-- Start GIVEN DATA --

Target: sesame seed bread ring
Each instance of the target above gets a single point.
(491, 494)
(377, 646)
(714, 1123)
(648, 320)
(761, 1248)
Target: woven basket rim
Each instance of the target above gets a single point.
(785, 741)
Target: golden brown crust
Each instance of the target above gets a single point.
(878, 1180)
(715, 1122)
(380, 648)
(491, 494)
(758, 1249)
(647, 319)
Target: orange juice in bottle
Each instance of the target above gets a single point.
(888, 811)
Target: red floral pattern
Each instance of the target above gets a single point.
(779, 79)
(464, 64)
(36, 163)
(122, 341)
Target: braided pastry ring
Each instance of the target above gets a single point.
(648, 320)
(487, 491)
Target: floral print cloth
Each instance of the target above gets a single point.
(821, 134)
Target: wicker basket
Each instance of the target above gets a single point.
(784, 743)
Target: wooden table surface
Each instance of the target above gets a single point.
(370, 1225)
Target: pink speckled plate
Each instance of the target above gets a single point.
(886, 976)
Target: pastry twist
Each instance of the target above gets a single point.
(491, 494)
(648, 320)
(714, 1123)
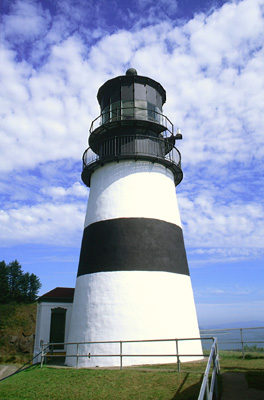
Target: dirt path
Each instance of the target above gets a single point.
(6, 370)
(235, 388)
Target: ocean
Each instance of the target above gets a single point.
(230, 339)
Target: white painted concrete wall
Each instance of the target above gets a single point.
(130, 305)
(132, 189)
(133, 305)
(42, 333)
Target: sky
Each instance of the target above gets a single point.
(209, 56)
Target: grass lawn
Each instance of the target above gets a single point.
(70, 384)
(142, 384)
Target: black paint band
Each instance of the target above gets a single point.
(133, 244)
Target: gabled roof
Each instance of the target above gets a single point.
(58, 295)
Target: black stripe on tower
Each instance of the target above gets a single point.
(133, 244)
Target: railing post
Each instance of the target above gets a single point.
(121, 359)
(215, 367)
(77, 356)
(178, 358)
(42, 355)
(242, 343)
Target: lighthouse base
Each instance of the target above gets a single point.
(133, 305)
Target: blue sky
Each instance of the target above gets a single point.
(209, 57)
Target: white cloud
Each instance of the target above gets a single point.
(58, 192)
(46, 223)
(212, 68)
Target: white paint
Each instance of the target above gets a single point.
(42, 334)
(133, 305)
(132, 189)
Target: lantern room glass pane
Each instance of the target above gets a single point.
(141, 111)
(151, 95)
(127, 93)
(159, 102)
(115, 111)
(116, 96)
(140, 92)
(105, 115)
(127, 110)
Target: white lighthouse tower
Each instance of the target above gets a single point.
(133, 281)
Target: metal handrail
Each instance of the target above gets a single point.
(209, 389)
(133, 145)
(132, 114)
(242, 340)
(47, 346)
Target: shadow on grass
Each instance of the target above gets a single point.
(255, 379)
(190, 393)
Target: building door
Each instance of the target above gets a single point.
(57, 327)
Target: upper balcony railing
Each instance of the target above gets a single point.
(133, 147)
(126, 114)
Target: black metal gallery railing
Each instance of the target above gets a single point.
(131, 146)
(132, 114)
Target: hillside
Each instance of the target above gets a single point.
(17, 329)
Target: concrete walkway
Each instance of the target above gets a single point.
(235, 388)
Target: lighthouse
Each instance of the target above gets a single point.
(133, 281)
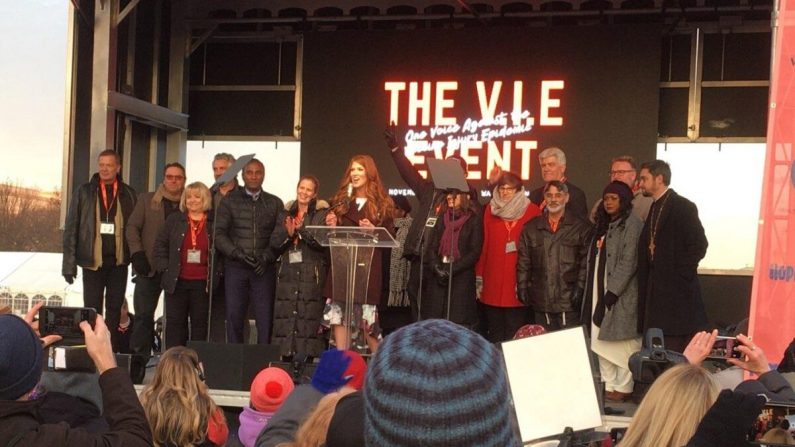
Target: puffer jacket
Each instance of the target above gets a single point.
(81, 224)
(247, 227)
(552, 266)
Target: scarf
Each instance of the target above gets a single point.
(453, 222)
(511, 209)
(161, 193)
(399, 266)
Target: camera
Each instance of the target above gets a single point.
(65, 321)
(724, 349)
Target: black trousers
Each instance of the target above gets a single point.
(503, 322)
(189, 302)
(104, 290)
(145, 298)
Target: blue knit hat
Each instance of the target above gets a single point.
(20, 358)
(435, 383)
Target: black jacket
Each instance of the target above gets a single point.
(424, 190)
(21, 424)
(245, 227)
(576, 205)
(552, 266)
(80, 227)
(168, 253)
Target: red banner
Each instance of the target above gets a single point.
(772, 315)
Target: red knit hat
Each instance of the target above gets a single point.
(357, 369)
(270, 388)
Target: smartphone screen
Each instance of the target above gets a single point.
(65, 321)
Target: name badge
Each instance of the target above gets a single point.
(295, 257)
(510, 247)
(194, 256)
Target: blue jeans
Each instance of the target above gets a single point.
(241, 285)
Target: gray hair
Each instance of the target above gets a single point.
(224, 156)
(553, 152)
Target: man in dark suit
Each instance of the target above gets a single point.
(671, 245)
(553, 168)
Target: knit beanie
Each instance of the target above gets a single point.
(270, 388)
(20, 357)
(356, 370)
(619, 188)
(435, 383)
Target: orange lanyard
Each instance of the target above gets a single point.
(105, 196)
(509, 226)
(195, 228)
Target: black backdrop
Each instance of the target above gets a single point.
(609, 104)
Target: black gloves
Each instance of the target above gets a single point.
(141, 264)
(610, 300)
(441, 273)
(727, 422)
(390, 136)
(524, 296)
(255, 264)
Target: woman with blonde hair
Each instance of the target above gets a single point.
(178, 406)
(360, 201)
(673, 408)
(313, 430)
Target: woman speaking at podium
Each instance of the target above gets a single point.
(360, 201)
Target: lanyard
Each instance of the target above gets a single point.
(105, 197)
(195, 228)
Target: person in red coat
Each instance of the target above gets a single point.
(503, 220)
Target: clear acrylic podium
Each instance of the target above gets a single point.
(352, 251)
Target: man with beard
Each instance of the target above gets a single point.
(550, 272)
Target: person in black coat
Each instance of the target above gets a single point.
(302, 272)
(671, 245)
(457, 237)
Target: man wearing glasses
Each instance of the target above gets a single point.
(148, 217)
(623, 169)
(550, 271)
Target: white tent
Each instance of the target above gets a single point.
(28, 277)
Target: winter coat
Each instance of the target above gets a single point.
(21, 426)
(620, 243)
(496, 267)
(298, 309)
(245, 227)
(551, 266)
(670, 294)
(463, 304)
(168, 250)
(145, 223)
(80, 227)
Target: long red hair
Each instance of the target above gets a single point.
(379, 205)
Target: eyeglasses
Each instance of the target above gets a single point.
(620, 172)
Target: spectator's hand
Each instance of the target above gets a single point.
(140, 263)
(390, 136)
(610, 300)
(524, 296)
(255, 264)
(330, 373)
(30, 318)
(442, 274)
(727, 422)
(98, 344)
(753, 360)
(699, 347)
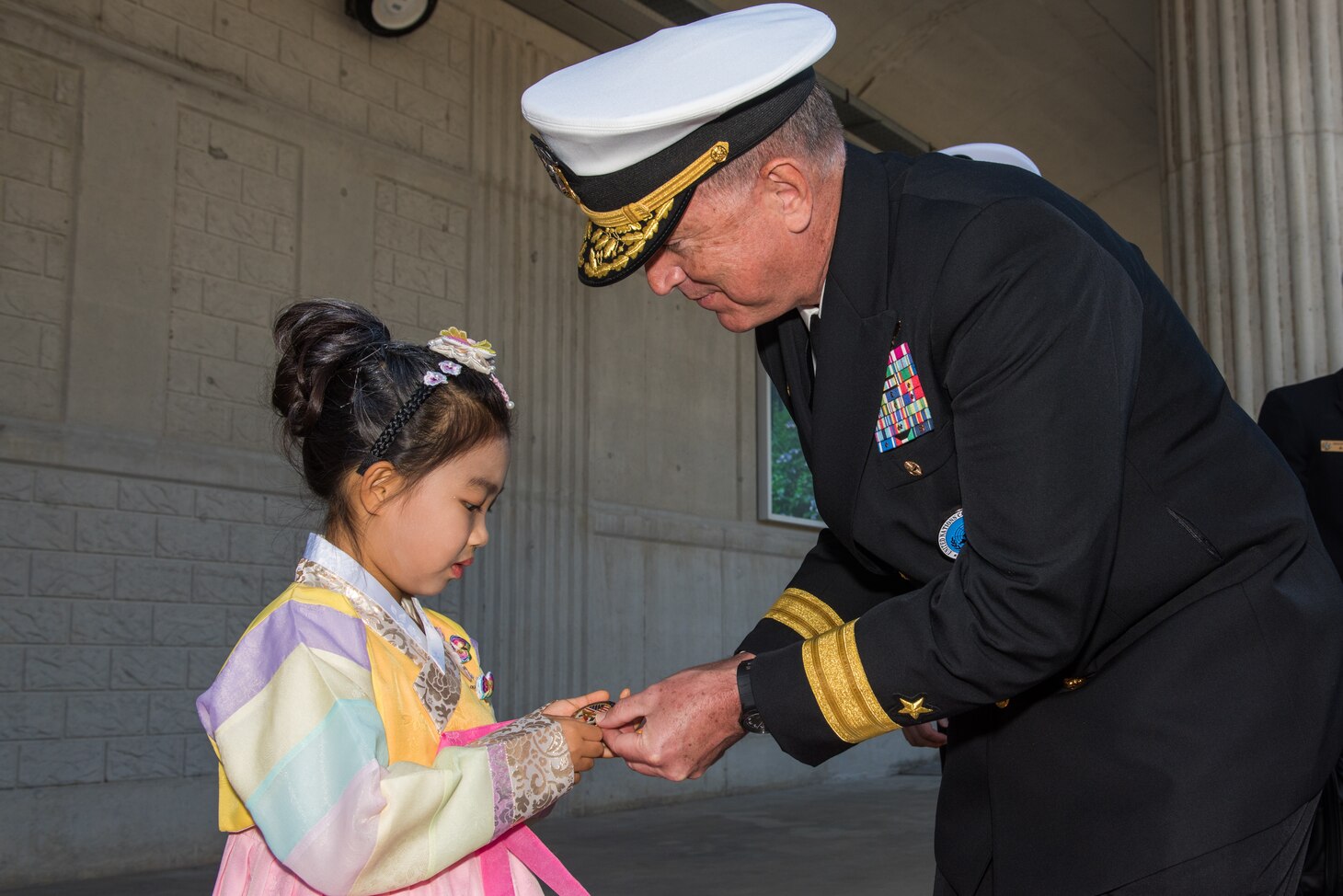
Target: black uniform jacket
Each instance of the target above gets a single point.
(1139, 641)
(1305, 422)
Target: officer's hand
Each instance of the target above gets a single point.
(681, 726)
(925, 735)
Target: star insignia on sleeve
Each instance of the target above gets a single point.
(913, 708)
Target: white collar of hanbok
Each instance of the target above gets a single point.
(425, 634)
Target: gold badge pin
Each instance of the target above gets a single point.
(913, 708)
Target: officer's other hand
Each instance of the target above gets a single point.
(925, 735)
(681, 726)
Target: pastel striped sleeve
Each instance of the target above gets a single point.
(303, 744)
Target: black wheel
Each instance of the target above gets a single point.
(391, 17)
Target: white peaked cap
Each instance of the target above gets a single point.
(1001, 154)
(616, 109)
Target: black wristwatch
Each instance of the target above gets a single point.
(750, 718)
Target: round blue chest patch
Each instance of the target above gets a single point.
(952, 534)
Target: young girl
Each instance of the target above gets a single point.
(358, 750)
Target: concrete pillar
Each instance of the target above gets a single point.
(1252, 132)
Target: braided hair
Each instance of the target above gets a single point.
(348, 396)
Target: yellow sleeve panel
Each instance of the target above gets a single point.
(841, 686)
(805, 613)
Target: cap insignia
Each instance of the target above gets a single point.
(552, 168)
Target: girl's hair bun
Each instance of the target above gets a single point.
(317, 341)
(341, 379)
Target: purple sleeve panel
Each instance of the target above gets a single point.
(262, 650)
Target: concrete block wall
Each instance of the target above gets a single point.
(172, 172)
(121, 600)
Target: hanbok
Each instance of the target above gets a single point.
(359, 752)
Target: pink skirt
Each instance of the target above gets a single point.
(248, 868)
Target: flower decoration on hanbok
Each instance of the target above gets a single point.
(462, 647)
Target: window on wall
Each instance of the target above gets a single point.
(785, 488)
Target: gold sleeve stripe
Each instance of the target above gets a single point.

-- End GIVEN DATA --

WHAT YOU ARE ASKED TO DO —
Beginning at the line containing "Target: braided hair", repeat each line exactly through the last line of the entries, and include no other lines.

WRITTEN RESPONSE —
Target: braided hair
Each instance of the target above gets a single point.
(348, 396)
Target: yellow sleeve panel
Each instance of the target above gets a single point.
(841, 686)
(805, 613)
Target: cap insignia
Each instance of the target above gets a single point.
(552, 168)
Target: girl's hair bun
Each instance of the target above gets a single point.
(317, 341)
(341, 379)
Target: purple sleeve panel
Each instance of the target above gets a single point.
(262, 650)
Target: concrete block wall
Each instance of the target above gets a single point.
(172, 172)
(121, 600)
Target: hanbok
Each instance of the target above gets a single point.
(359, 752)
Target: pink skirt
Each instance of the target above gets a single point.
(248, 868)
Target: flower decoration on hanbok
Each instance of the target above gets a single point.
(462, 647)
Target: window on wall
Each instance of the target above gets a single point.
(785, 488)
Target: gold sleeve stripe
Each instance of the target above gets a single point.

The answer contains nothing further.